*DESCRIPTION OF THE TASK*:
Which lines of the records contain the word "stop"? Pick out each of them and copy it.

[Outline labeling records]
····················

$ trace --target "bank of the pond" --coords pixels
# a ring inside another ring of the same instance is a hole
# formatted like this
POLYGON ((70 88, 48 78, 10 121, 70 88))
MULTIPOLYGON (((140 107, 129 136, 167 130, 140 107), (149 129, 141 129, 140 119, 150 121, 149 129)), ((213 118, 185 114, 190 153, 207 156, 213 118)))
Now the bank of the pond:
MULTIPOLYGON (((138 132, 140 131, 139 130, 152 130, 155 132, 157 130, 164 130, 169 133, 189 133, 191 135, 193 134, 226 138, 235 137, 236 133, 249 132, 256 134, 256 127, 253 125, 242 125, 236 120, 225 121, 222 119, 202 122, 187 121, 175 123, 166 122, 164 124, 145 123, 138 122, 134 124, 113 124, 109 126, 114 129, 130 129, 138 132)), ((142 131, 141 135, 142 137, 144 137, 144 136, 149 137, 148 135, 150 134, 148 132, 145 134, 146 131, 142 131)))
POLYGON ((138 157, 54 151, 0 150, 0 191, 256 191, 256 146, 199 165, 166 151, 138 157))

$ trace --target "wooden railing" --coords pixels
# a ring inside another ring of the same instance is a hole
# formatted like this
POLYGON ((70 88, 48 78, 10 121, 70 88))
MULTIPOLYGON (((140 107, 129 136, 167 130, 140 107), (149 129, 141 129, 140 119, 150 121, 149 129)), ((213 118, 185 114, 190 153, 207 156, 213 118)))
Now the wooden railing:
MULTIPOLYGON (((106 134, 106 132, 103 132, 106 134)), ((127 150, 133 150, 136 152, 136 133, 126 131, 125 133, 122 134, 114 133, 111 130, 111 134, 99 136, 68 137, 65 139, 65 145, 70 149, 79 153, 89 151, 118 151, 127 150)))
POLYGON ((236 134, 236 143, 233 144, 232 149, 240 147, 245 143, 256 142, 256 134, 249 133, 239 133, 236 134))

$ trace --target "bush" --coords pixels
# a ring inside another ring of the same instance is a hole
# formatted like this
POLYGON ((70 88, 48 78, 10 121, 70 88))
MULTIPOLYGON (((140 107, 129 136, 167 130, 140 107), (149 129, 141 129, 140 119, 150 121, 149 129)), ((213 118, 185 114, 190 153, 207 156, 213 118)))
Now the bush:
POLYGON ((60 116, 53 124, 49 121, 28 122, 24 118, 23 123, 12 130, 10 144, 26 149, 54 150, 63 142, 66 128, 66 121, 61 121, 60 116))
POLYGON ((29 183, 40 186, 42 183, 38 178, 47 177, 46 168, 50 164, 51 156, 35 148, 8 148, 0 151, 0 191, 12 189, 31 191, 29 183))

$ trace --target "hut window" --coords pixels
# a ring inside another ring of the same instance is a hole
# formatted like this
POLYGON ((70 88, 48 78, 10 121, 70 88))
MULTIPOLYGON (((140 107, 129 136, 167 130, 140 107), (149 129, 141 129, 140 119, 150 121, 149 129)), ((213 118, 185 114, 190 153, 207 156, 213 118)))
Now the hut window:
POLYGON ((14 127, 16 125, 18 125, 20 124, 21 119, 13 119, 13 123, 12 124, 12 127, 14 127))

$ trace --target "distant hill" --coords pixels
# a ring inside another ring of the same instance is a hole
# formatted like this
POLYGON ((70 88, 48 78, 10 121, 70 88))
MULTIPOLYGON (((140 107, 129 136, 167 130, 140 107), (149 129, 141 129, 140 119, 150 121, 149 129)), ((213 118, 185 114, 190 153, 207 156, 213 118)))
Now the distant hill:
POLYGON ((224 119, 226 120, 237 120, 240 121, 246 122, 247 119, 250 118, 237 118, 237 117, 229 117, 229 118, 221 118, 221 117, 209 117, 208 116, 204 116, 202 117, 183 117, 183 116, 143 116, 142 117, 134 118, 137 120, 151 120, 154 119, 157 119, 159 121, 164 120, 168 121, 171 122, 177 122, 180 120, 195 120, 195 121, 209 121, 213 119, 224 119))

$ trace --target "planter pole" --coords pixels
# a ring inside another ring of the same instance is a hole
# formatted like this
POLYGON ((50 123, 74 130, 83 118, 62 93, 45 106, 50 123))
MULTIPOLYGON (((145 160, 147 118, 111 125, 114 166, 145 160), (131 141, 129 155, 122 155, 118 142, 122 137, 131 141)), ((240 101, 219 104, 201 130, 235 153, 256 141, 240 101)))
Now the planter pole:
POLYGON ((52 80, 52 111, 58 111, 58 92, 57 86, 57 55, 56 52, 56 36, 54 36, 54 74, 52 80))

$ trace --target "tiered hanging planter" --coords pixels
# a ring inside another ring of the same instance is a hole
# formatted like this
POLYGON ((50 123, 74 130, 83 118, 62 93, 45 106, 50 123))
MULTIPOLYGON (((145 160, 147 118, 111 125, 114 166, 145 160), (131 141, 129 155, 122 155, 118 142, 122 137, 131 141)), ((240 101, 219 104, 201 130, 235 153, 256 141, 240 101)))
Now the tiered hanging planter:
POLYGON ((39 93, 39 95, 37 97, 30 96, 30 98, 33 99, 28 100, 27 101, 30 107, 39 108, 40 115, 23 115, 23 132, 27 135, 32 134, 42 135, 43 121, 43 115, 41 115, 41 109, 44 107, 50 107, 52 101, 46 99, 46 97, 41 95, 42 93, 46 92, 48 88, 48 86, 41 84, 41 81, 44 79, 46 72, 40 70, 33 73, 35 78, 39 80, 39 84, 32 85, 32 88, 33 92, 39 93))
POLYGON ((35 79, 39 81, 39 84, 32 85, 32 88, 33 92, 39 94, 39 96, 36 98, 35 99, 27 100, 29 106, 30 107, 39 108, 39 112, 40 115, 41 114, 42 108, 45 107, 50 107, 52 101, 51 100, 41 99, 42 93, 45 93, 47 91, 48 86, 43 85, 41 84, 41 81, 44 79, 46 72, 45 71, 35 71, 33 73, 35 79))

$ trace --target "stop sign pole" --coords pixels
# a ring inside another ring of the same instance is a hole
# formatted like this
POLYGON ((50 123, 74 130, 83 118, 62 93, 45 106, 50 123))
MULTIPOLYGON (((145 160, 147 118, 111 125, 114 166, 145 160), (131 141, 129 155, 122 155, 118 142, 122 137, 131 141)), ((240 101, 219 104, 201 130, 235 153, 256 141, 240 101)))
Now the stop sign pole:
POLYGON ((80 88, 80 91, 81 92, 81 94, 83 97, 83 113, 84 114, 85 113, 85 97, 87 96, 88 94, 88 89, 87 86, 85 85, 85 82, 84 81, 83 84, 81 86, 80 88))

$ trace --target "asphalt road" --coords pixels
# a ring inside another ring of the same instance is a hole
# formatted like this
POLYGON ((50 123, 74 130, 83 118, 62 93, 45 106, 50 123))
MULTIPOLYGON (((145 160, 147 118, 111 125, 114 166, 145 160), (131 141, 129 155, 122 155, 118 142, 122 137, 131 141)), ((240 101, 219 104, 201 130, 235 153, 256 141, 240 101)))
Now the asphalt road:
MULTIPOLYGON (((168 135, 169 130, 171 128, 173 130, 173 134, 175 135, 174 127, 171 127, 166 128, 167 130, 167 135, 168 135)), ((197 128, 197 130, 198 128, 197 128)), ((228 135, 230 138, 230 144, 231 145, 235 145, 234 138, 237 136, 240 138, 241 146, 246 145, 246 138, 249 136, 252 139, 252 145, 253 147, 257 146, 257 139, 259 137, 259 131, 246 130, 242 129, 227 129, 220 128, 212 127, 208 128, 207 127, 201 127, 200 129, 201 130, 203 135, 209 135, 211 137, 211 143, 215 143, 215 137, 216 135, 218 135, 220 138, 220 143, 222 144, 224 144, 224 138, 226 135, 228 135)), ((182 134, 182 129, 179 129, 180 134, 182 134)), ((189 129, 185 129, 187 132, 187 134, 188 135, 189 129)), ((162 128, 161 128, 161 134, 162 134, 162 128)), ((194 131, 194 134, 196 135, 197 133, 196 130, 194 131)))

····················

*THE COMPLETED TASK*:
$ trace --target "stop sign pole" --coords pixels
Now the stop sign pole:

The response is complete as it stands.